DOCUMENT SEGMENT |
========================================
Brussels, 5 July 2006

Securities markets: Commission calls upon Member States to sign Hague Securities Convention

The European Commission has issued its legal assessment of the Hague Securities Convention, an international treaty providing a uniform legal formula for determining the ownership of securities held in electronic form. This is in response to a request from the EU's Council of Ministers for clarification of four specific legal issues (see below for details). The assessment finds that three of the issues pose no major difficulty, while on the fourth issue it cautions that the use of more than one Convention law within securities settlement systems would endanger financial stability. The Commission therefore recommends that the European Community and Member States now sign the Convention, and that the Settlement Finality Directive be amended so that securities settlement systems are governed by one Convention law only.

Internal Market and Services Commissioner McCreevy said: "In today's global financial markets we can no longer afford uncertainty about which law is applicable to indirectly held securities. The 'location of the account formula' has worked fine in Europe's transition to a fully integrated single securities market, but now that European citizens are able to reap the benefits of participation in global financial markets, we need legal rules that are sustainable world-wide. Therefore, we need to change. The USA and Switzerland are about to sign the Convention and the EU should not lag behind."

On 15 December 2003, the Commission submitted to the Council a proposal for a Council Decision concerning the signing of the 2002 Hague Securities Convention (see IP/03/1725). The Convention establishes a conflicts-of-law regime, under which the law applicable to holdings of securities is the one named in the account agreement with the relevant intermediary. This differs from the regime which is currently applied in the European Community, under which the law applicable to holdings of securities is determined by the location of the account.
========================================
DATASET ENTRIES |
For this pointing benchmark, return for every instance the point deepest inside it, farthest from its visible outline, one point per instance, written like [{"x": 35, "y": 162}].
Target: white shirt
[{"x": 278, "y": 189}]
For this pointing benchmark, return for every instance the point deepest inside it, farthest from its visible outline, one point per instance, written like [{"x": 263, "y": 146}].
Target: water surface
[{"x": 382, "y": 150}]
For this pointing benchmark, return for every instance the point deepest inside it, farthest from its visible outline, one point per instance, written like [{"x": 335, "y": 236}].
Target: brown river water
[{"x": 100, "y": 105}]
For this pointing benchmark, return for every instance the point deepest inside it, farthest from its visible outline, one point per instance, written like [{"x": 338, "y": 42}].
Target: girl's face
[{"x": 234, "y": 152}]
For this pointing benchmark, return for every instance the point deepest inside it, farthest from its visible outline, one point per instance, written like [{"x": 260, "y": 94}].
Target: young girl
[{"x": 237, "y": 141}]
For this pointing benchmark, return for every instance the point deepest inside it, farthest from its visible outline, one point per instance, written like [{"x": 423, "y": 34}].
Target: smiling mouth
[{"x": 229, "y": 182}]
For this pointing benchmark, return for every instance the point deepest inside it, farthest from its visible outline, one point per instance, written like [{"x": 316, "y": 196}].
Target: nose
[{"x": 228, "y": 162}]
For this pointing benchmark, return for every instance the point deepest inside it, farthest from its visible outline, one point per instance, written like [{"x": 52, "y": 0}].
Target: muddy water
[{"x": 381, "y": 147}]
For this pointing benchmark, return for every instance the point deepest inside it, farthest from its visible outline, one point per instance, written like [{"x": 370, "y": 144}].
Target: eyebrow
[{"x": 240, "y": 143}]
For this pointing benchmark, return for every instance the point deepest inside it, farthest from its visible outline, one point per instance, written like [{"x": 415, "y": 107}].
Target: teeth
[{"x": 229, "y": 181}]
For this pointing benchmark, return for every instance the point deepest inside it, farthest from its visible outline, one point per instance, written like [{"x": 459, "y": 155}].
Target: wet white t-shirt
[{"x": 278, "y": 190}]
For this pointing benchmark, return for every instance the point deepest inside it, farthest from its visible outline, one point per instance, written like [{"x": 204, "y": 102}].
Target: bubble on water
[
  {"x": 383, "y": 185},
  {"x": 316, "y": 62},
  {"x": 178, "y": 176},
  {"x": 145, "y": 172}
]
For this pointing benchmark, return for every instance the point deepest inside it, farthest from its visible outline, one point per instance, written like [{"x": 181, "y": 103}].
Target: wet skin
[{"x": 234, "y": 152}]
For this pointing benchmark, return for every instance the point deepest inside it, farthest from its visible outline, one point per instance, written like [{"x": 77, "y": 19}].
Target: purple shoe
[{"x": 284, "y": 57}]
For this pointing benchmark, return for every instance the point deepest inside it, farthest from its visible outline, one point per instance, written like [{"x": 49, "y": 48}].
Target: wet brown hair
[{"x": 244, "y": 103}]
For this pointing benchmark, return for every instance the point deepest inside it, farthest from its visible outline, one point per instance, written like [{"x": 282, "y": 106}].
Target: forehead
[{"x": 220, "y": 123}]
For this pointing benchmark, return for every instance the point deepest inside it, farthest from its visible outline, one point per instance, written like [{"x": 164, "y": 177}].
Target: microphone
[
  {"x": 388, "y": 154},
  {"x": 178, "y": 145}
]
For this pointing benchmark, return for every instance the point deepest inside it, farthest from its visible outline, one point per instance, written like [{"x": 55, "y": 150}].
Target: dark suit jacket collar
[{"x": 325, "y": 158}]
========================================
WORK TO COMPLETE |
[1] According to the press release, which two countries are about to sign the Convention?
[2] Pick out each line of the rows that contains the string "white".
These rows are unrelated to the press release.

SOLUTIONS BY TASK |
[1] The USA and Switzerland.

[2]
Target: white shirt
Target: wet white t-shirt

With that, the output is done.